## PROBLEM STATEMENT
Please write the items below out again, substituting "muskrat" for every "nutria" and changing nothing else.

## MATERIAL
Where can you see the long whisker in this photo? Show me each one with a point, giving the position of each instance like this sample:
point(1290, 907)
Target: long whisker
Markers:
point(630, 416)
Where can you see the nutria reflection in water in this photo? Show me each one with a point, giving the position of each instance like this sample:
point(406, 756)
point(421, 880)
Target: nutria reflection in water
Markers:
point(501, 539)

## SOLUTION TO THE EXERCISE
Where can you see the long whisker in this photo? Show me each one with a point, giving the position of each instance like this sample:
point(1290, 907)
Target: long whisker
Markers:
point(630, 416)
Where can you see the muskrat reflection in water in this photo? Show me each one with a point, giving the position of each instance like this sample:
point(406, 756)
point(421, 880)
Target: muskrat reflection in water
Markers:
point(501, 539)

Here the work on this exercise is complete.